-- begin --
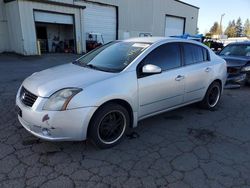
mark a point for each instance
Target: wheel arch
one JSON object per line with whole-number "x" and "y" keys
{"x": 121, "y": 102}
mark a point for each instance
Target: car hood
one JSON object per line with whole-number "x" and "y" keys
{"x": 236, "y": 61}
{"x": 48, "y": 81}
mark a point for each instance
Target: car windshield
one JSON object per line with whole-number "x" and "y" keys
{"x": 236, "y": 50}
{"x": 112, "y": 57}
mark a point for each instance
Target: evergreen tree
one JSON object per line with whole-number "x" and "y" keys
{"x": 247, "y": 28}
{"x": 231, "y": 29}
{"x": 239, "y": 28}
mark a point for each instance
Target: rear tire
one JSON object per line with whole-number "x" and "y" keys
{"x": 212, "y": 97}
{"x": 108, "y": 125}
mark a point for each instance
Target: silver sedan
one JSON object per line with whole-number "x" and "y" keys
{"x": 105, "y": 92}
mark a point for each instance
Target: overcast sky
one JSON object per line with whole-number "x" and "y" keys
{"x": 211, "y": 11}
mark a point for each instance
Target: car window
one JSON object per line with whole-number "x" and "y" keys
{"x": 166, "y": 56}
{"x": 113, "y": 57}
{"x": 194, "y": 54}
{"x": 236, "y": 50}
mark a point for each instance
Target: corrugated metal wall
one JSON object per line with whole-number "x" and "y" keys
{"x": 4, "y": 34}
{"x": 135, "y": 17}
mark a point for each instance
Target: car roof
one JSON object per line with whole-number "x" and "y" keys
{"x": 153, "y": 39}
{"x": 247, "y": 42}
{"x": 160, "y": 39}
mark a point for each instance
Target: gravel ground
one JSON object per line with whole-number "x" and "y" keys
{"x": 188, "y": 147}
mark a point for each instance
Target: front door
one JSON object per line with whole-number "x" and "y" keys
{"x": 158, "y": 92}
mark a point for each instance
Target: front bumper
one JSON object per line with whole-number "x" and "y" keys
{"x": 66, "y": 125}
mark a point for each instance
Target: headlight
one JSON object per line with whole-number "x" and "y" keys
{"x": 60, "y": 100}
{"x": 245, "y": 69}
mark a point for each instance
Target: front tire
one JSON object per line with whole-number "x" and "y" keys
{"x": 212, "y": 97}
{"x": 108, "y": 125}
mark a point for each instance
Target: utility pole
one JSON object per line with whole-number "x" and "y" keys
{"x": 221, "y": 30}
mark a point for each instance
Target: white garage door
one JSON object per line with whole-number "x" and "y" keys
{"x": 48, "y": 17}
{"x": 100, "y": 19}
{"x": 174, "y": 26}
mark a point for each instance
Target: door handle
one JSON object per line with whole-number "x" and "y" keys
{"x": 179, "y": 78}
{"x": 208, "y": 69}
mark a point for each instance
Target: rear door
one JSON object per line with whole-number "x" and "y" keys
{"x": 199, "y": 70}
{"x": 158, "y": 92}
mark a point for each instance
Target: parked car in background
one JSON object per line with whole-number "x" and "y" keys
{"x": 237, "y": 56}
{"x": 108, "y": 90}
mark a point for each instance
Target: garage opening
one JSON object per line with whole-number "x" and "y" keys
{"x": 174, "y": 26}
{"x": 100, "y": 24}
{"x": 55, "y": 32}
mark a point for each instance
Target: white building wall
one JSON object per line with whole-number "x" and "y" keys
{"x": 148, "y": 16}
{"x": 14, "y": 27}
{"x": 28, "y": 23}
{"x": 4, "y": 33}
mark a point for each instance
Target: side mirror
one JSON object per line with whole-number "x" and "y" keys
{"x": 151, "y": 69}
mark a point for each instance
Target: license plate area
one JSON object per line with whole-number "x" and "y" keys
{"x": 19, "y": 111}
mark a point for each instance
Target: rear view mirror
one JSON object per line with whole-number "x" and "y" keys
{"x": 151, "y": 69}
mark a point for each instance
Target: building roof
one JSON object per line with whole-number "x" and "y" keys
{"x": 187, "y": 4}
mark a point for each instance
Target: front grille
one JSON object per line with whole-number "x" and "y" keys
{"x": 27, "y": 97}
{"x": 233, "y": 70}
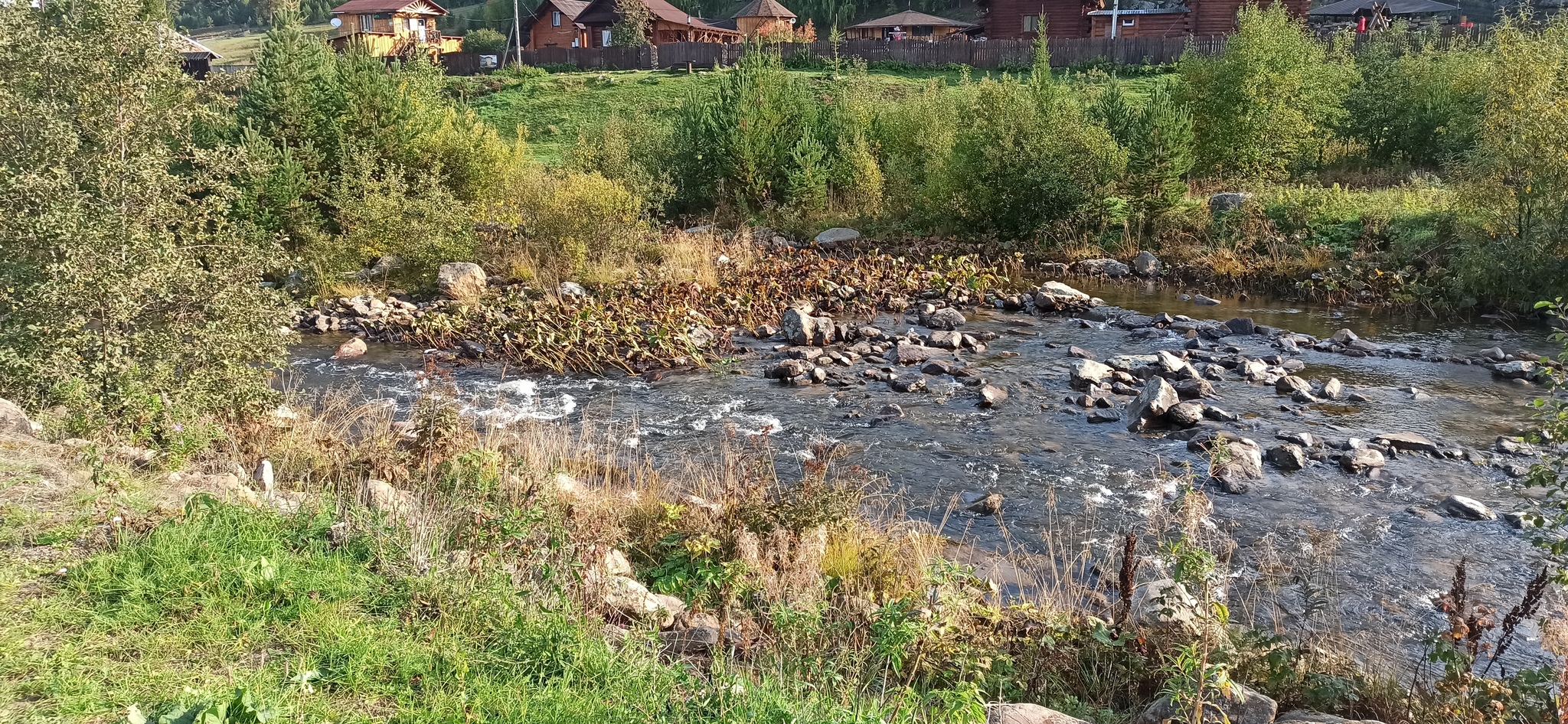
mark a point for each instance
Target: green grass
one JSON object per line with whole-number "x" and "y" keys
{"x": 557, "y": 110}
{"x": 240, "y": 44}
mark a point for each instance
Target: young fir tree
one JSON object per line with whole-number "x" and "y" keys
{"x": 631, "y": 30}
{"x": 1159, "y": 149}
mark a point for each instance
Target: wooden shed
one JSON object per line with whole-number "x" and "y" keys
{"x": 908, "y": 25}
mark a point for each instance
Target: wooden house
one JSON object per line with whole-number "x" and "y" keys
{"x": 1129, "y": 18}
{"x": 761, "y": 15}
{"x": 554, "y": 24}
{"x": 390, "y": 27}
{"x": 668, "y": 24}
{"x": 908, "y": 25}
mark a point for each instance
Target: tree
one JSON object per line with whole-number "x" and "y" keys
{"x": 632, "y": 25}
{"x": 1269, "y": 101}
{"x": 127, "y": 285}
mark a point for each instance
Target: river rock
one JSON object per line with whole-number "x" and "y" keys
{"x": 836, "y": 236}
{"x": 1237, "y": 706}
{"x": 1361, "y": 459}
{"x": 1101, "y": 267}
{"x": 944, "y": 318}
{"x": 991, "y": 396}
{"x": 1291, "y": 384}
{"x": 1228, "y": 201}
{"x": 1302, "y": 716}
{"x": 13, "y": 420}
{"x": 1465, "y": 508}
{"x": 1145, "y": 264}
{"x": 1087, "y": 372}
{"x": 1186, "y": 414}
{"x": 1243, "y": 324}
{"x": 462, "y": 279}
{"x": 1286, "y": 456}
{"x": 1026, "y": 713}
{"x": 1240, "y": 465}
{"x": 1156, "y": 399}
{"x": 1407, "y": 442}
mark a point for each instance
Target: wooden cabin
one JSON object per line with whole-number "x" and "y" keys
{"x": 390, "y": 27}
{"x": 554, "y": 24}
{"x": 908, "y": 25}
{"x": 1093, "y": 18}
{"x": 761, "y": 15}
{"x": 670, "y": 24}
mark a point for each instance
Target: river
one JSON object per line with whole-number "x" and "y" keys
{"x": 1070, "y": 483}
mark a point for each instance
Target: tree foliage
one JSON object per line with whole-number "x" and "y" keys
{"x": 127, "y": 284}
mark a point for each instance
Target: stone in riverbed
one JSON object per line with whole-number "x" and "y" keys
{"x": 1087, "y": 372}
{"x": 1026, "y": 713}
{"x": 462, "y": 279}
{"x": 1101, "y": 267}
{"x": 1409, "y": 442}
{"x": 1145, "y": 264}
{"x": 1237, "y": 706}
{"x": 1286, "y": 456}
{"x": 1156, "y": 399}
{"x": 1465, "y": 508}
{"x": 1361, "y": 459}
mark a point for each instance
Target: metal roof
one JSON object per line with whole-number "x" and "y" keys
{"x": 1393, "y": 7}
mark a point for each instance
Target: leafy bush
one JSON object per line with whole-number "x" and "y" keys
{"x": 1269, "y": 101}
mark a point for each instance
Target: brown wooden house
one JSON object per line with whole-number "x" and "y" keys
{"x": 908, "y": 25}
{"x": 1129, "y": 19}
{"x": 670, "y": 24}
{"x": 554, "y": 24}
{"x": 390, "y": 27}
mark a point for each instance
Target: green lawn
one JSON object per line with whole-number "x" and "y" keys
{"x": 560, "y": 107}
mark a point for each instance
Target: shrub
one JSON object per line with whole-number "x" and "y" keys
{"x": 483, "y": 41}
{"x": 1269, "y": 101}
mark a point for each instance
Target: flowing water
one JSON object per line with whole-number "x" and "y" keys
{"x": 1070, "y": 481}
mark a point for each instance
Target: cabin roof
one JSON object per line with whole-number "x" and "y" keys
{"x": 368, "y": 7}
{"x": 1394, "y": 7}
{"x": 764, "y": 8}
{"x": 911, "y": 18}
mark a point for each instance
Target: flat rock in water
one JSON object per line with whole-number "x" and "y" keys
{"x": 1465, "y": 508}
{"x": 1409, "y": 442}
{"x": 1026, "y": 713}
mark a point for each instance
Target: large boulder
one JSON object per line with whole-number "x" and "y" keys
{"x": 1087, "y": 372}
{"x": 1145, "y": 264}
{"x": 1101, "y": 267}
{"x": 462, "y": 279}
{"x": 13, "y": 420}
{"x": 1156, "y": 399}
{"x": 1026, "y": 713}
{"x": 836, "y": 236}
{"x": 1237, "y": 706}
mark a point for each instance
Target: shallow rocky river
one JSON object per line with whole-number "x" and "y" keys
{"x": 1379, "y": 546}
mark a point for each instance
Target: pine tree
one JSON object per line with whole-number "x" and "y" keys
{"x": 1161, "y": 149}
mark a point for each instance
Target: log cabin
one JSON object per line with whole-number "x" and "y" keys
{"x": 390, "y": 27}
{"x": 1132, "y": 18}
{"x": 670, "y": 24}
{"x": 554, "y": 24}
{"x": 908, "y": 25}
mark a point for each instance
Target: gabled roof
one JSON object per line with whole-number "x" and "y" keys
{"x": 368, "y": 7}
{"x": 910, "y": 18}
{"x": 603, "y": 13}
{"x": 1394, "y": 7}
{"x": 764, "y": 8}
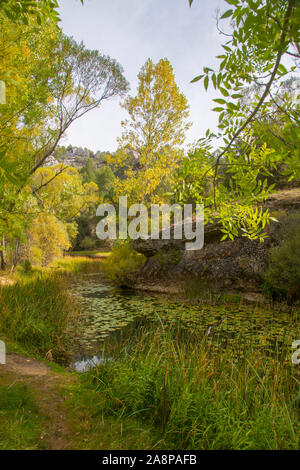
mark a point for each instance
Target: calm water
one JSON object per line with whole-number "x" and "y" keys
-- end --
### EXERCISE PROMPT
Copy out every line of the entries above that contains the word "white". Only matches with the same capitalization count.

### RESULT
Target: white garage door
Target: white building wall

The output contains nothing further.